# Excerpt to read:
........

Sen. Elizabeth Warren (D-MA)

Aug. 19, 2019 — The Change Research organization, which has previously conducted simultaneous multi-state polling within the same sampling period, just repeated their process. This time, the firm surveyed likely Democratic voters in both Iowa and Wisconsin over the Aug. 9-11 period and found Massachusetts Sen. Elizabeth Warren topping the field in both states.

As we know, the Iowa Caucus, with only 41 first-ballot delegate votes, is an important trend-setting state because of being placed first on the national voting calendar. In 2016, after her campaign was selling Hillary Clinton as the “inevitable nominee,” she barely won the first vote in Iowa, which arguably began a downward spiral for her campaign. Though Clinton obviously won the party nomination, the long fight with Sen. Bernie Sanders (I-VT) politically weakened her for the general election campaign.

According to the Change Iowa data (621 likely Iowa Democratic Caucus participants through online communication), Sen. Warren would lead Sen. Sanders, former Vice President Joe Biden, South Bend Mayor Pete Buttigieg, and Sen. Kamala Harris (D-CA), 28-17-17-13-8 percent, respectively. Minnesota Sen. Amy Klobuchar, who needs to make a major play in her neighboring state, still only shows two percent support, tying her with Rep. Tulsi Gabbard (D-HI), billionaire Tom Steyer, and Montana Gov. Steve Bullock, but behind the three percent score of both Sen. Cory Booker (D-NJ) and ex-Rep. Beto O’Rourke (D-TX).

........

# Prompt 1:
Summarize the passage on 2019 Democratic primary polling in Iowa and Wisconsin in two sentences.
The records below have no connection to the passage above.

........

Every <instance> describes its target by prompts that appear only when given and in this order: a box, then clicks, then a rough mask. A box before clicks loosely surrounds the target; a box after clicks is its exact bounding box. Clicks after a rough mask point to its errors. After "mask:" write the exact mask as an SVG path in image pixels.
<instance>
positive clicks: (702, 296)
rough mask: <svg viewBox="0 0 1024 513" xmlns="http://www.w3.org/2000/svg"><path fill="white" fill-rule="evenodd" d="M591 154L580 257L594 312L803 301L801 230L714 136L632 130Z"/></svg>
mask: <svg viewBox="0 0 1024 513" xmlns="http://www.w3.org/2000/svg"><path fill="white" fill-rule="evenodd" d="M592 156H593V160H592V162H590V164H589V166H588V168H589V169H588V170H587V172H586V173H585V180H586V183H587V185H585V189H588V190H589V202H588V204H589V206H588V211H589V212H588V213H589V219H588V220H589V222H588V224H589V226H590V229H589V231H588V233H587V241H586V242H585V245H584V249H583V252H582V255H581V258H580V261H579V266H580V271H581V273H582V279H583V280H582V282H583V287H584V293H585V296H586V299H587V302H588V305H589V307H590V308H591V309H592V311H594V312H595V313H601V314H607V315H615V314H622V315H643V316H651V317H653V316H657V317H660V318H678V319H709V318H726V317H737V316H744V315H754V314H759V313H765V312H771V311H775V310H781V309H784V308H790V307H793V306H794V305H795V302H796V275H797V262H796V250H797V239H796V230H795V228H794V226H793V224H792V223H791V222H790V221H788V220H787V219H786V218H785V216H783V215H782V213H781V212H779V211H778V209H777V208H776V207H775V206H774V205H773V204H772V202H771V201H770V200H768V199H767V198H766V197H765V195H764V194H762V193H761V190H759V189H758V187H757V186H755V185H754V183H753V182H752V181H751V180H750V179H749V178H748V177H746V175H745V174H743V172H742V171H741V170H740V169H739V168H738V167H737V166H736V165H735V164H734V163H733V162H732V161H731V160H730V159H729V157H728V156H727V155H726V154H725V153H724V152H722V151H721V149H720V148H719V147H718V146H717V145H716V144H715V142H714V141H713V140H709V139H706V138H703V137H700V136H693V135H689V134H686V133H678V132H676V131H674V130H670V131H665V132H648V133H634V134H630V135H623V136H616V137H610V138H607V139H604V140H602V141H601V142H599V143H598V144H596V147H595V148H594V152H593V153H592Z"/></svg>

........

# Prompt 2:
Substitute "foreground clicks" for "positive clicks" in the records, in the part that opens with their first line and closes with the line containing "rough mask: <svg", both ends included. Return only those lines, otherwise unchanged.

# Task output 1:
A Change Research survey of likely Democratic voters in Iowa and Wisconsin, conducted Aug. 9-11, found Massachusetts Sen. Elizabeth Warren leading the field in both states. In Iowa, whose caucus is an important trend-setting state because it comes first on the national voting calendar, she would lead Sen. Bernie Sanders, Joe Biden, Pete Buttigieg, and Sen. Kamala Harris 28-17-17-13-8 percent.

# Task output 2:
Every <instance> describes its target by prompts that appear only when given and in this order: a box, then clicks, then a rough mask. A box before clicks loosely surrounds the target; a box after clicks is its exact bounding box. Clicks after a rough mask point to its errors. After "mask:" write the exact mask as an SVG path in image pixels.
<instance>
foreground clicks: (702, 296)
rough mask: <svg viewBox="0 0 1024 513" xmlns="http://www.w3.org/2000/svg"><path fill="white" fill-rule="evenodd" d="M591 154L580 257L594 312L803 301L801 230L714 136L632 130Z"/></svg>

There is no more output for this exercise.